• SÉRIE DE TÂCHES:
- a) Renvoyez à l'identique le passage de l'extrait sur Mister Babadook qui commence à « Distributeur : Wild » et se termine à « que des hallucinations... ».
- b) Reproduisez toutes les entrées en substituant « rocky summit » à « rocky mountain peak », sans rien modifier d'autre, et laissez les images de côté, s'il vous plaît.

• EXTRAIT:
== == ==

Réalisateur : Jennifer Kent
Acteurs : Essie Davis, Noah Wiseman, Daniel Henshall, Hayley McElhinney,...
Distributeur : Wild Bunch Distribution
Budget : -
Genre : Epouvante-Horreur.
Nationalité : Australien.
Durée : 1h34min.

Synopsis :
Depuis la mort brutale de son mari, Amelia lutte pour ramener à la raison son fils de 6 ans, Samuel, devenu complètement incontrôlable et qu'elle n'arrive pas à aimer. Quand un livre de contes intitulé 'Mister Babadook' se retrouve mystérieusement dans leur maison, Samuel est convaincu que le 'Babadook' est la créature qui hante ses cauchemars. Ses visions prennent alors une tournure démesurée, il devient de plus en plus imprévisible et violent. Amelia commence peu à peu à sentir une présence malveillante autour d’elle et réalise que les avertissements de Samuel ne sont peut-être pas que des hallucinations...




Critique :

Force est d'admettre que la fiesta vosgienne du cinéma international qu'incarne Gerardmer, se paye depuis peu une certaine légitimité auprès des cinéphiles amateurs du cinéma de genre, après des années ou leur palmarès frisait gentiment avec le ridicule.

L'an dernier, Mamà d'Andres Muschietti, vainqueur unanime et belle expérience dans les salles obscures, remettait donc un brin, les choses en ordre.
Dit ordre qui perdura cette année avec le triomphe sans partage de Mister Babadook, première promesse flippante sur pellicule de la jeune cinéaste australienne Jennifer Kent, qui glana pas moins de quatre prix : Prix du Jury, Prix de la Critique, Prix du Public et Prix du Jury Jeunes.

Une jolie razzia pour une épopée quasiment identique sur le papier, à Mamà, soit la naissance d'un long-métrage né d'un court-métrage fantastique intriguant (The Monster ici), racontant les malheurs d'une mère perturbée et de son enfant apeuré face à une menace qu'ils ne peuvent comprendre et encore moins lutter contre.

== == ==

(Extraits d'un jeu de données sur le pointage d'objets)
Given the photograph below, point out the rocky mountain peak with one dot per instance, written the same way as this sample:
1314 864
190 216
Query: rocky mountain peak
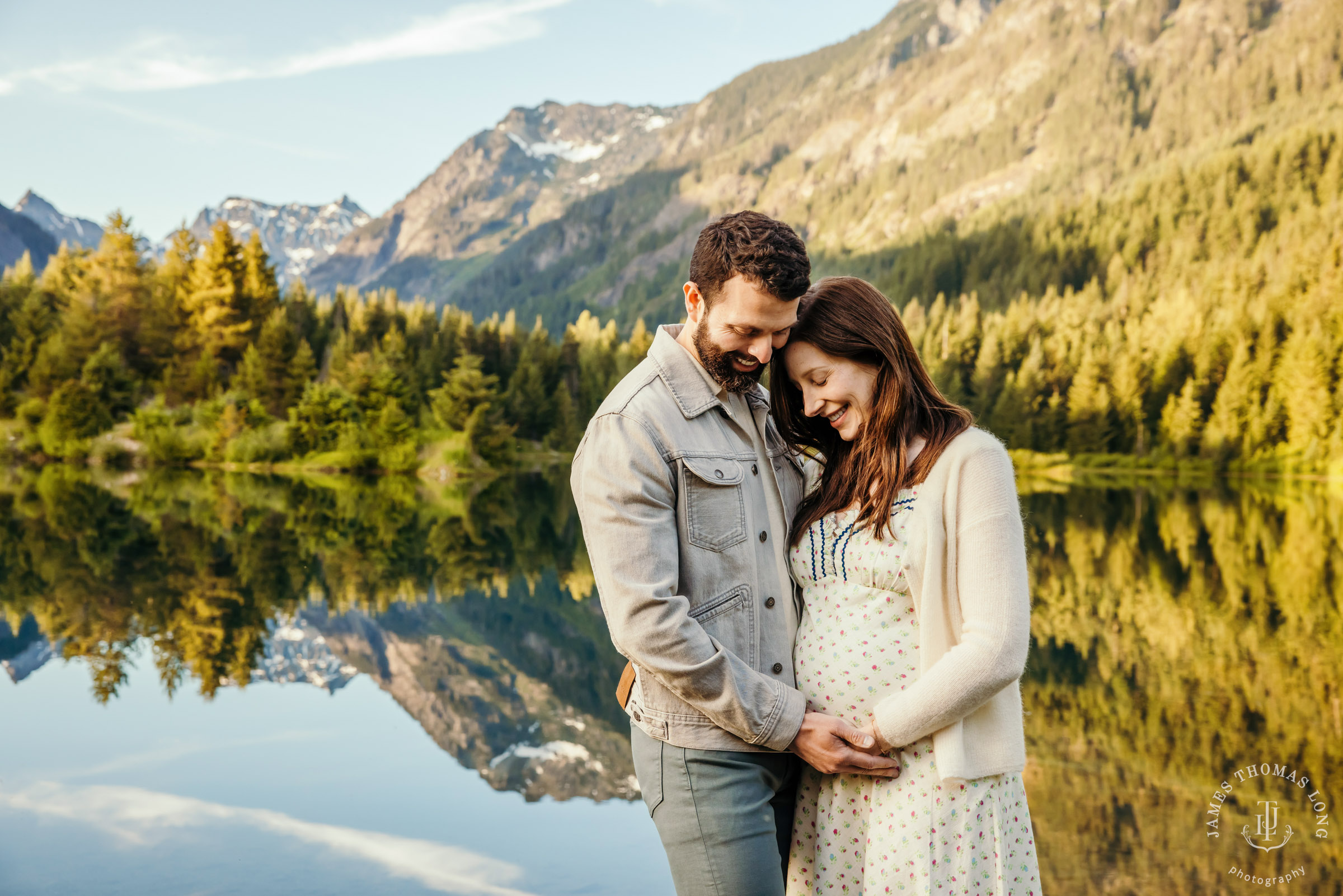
65 229
501 183
297 237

== == ==

• RÉPONSES AUX TÂCHES:
- a)
Distributeur : Wild Bunch Distribution
Budget : -
Genre : Epouvante-Horreur.
Nationalité : Australien.
Durée : 1h34min.

Synopsis :
Depuis la mort brutale de son mari, Amelia lutte pour ramener à la raison son fils de 6 ans, Samuel, devenu complètement incontrôlable et qu'elle n'arrive pas à aimer. Quand un livre de contes intitulé 'Mister Babadook' se retrouve mystérieusement dans leur maison, Samuel est convaincu que le 'Babadook' est la créature qui hante ses cauchemars. Ses visions prennent alors une tournure démesurée, il devient de plus en plus imprévisible et violent. Amelia commence peu à peu à sentir une présence malveillante autour d’elle et réalise que les avertissements de Samuel ne sont peut-être pas que des hallucinations...

- b)
Given the photograph below, point out the rocky summit with one dot per instance, written the same way as this sample:
1314 864
190 216
Query: rocky summit
65 229
501 183
297 237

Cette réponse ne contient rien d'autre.